---- DATA FOR THIS EXERCISE

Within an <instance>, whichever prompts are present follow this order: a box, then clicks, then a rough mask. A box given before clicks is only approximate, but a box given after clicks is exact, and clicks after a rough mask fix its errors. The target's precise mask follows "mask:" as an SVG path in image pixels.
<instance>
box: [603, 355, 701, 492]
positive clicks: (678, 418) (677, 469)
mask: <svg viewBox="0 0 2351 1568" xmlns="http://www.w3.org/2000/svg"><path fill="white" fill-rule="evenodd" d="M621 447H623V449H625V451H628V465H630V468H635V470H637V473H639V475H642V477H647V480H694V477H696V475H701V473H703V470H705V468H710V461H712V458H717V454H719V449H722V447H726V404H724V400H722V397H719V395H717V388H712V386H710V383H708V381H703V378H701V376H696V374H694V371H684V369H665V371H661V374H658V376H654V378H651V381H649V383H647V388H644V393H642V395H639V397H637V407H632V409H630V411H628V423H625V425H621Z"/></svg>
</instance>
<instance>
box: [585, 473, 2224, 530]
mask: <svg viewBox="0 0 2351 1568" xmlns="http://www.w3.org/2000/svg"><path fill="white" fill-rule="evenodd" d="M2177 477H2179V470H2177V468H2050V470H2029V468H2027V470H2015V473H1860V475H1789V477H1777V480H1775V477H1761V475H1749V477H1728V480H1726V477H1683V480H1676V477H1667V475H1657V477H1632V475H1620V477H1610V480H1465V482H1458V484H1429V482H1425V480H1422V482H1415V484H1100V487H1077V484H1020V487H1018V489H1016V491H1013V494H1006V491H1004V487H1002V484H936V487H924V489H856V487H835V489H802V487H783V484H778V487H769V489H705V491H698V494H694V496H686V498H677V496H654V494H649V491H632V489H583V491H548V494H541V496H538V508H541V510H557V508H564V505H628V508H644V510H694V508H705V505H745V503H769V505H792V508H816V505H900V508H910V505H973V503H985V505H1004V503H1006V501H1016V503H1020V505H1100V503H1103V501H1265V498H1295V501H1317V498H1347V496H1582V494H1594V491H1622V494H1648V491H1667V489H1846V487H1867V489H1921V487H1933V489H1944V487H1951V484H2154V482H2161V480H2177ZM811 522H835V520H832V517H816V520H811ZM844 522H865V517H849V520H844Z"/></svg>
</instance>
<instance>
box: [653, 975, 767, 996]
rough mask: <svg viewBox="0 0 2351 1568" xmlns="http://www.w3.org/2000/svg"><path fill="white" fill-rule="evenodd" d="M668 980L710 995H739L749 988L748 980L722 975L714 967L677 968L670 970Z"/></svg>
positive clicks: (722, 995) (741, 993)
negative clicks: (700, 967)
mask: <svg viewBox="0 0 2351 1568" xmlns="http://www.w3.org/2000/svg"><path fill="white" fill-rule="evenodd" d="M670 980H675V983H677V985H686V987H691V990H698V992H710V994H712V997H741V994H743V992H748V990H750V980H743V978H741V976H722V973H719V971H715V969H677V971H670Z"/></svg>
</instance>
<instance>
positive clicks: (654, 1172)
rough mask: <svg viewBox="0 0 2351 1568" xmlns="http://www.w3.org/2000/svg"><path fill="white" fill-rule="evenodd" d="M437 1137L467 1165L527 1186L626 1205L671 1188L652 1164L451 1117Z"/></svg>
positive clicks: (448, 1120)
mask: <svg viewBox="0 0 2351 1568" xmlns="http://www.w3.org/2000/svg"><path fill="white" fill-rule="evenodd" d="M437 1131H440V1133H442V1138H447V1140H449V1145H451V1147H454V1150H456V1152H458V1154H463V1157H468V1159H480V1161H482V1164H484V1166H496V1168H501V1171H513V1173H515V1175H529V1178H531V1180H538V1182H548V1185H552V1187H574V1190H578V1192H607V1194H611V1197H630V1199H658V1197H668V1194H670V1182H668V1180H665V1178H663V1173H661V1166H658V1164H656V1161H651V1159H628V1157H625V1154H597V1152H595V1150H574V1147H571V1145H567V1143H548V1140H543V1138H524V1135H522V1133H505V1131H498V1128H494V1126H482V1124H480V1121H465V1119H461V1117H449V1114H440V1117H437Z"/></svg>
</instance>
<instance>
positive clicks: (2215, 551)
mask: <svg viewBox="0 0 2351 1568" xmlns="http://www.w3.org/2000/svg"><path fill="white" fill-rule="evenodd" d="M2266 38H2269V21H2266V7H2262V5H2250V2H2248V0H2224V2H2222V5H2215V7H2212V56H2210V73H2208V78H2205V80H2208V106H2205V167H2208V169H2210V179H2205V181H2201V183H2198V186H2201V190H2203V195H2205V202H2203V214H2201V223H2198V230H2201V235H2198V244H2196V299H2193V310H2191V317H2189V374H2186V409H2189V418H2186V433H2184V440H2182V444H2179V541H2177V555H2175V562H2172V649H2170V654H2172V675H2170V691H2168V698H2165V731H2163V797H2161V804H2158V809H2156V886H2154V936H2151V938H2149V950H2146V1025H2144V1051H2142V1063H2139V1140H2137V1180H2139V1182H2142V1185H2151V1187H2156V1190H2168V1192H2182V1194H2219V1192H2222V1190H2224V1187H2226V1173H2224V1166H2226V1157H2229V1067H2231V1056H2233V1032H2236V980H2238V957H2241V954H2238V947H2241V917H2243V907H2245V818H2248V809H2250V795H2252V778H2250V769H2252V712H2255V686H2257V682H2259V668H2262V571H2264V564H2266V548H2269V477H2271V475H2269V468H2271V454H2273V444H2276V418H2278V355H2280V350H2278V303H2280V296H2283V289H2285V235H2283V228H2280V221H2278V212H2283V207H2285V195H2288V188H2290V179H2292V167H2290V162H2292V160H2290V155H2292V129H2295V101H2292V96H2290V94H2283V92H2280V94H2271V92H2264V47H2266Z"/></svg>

--------

▶ **TRY IT**
Update the data from its first line through the line containing "positive clicks: (678, 418) (677, 469)" by changing "approximate" to "loose", and write those lines out again with nothing else altered.

▶ **SOLUTION**
Within an <instance>, whichever prompts are present follow this order: a box, then clicks, then a rough mask. A box given before clicks is only loose, but a box given after clicks is exact, and clicks after a rough mask fix its errors. The target's precise mask follows "mask:" as an SVG path in image pixels.
<instance>
box: [603, 355, 701, 492]
positive clicks: (678, 418) (677, 469)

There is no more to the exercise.